• [The exercise] Can you reproduce verbatim everything from the line containing "Wildlife-tally request: put a marker on the skirt" down to the end of the items below?

....................

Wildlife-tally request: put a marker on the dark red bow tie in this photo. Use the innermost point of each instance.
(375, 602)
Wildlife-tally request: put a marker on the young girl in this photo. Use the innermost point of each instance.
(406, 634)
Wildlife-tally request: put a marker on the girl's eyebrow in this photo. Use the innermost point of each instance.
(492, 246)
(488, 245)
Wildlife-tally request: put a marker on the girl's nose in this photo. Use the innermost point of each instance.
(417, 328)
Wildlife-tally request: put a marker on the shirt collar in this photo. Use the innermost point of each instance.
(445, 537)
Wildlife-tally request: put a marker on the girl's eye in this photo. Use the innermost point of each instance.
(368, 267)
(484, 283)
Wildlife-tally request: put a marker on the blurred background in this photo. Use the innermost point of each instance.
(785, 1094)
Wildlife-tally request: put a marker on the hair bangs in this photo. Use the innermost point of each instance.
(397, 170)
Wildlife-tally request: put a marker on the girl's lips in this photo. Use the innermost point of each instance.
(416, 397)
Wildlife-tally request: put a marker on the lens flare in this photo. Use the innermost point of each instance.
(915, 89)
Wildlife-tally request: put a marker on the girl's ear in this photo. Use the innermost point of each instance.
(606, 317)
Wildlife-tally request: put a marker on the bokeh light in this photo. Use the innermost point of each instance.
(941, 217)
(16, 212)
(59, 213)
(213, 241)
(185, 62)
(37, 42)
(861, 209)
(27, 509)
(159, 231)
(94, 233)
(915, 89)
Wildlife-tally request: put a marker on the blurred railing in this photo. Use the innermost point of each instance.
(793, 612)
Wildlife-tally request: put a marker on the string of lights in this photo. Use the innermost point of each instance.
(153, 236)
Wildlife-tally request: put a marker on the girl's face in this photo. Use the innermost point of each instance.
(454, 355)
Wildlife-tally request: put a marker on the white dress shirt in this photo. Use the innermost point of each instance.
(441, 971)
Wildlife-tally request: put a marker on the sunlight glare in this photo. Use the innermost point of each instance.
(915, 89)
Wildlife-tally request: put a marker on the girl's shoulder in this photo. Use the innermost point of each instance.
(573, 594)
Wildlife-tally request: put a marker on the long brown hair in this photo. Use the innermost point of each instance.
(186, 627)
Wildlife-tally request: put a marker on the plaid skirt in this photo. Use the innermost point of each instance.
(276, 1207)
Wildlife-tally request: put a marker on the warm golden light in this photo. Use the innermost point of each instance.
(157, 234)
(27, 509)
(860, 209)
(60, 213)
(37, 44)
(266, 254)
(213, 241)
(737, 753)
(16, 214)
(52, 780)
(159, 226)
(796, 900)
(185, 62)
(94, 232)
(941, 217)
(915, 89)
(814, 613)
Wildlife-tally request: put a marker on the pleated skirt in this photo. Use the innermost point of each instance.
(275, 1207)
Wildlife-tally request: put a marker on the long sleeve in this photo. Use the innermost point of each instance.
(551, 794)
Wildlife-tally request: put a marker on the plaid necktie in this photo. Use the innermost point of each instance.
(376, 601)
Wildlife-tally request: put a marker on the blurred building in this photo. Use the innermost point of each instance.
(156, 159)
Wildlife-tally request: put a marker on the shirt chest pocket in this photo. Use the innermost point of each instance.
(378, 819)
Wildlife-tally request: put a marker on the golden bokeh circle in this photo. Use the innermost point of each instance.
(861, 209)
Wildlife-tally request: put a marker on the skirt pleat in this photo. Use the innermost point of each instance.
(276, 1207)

....................

• [Exercise answer]
Wildlife-tally request: put a marker on the skirt pleat in this photo. Use the innermost point of each instance.
(276, 1207)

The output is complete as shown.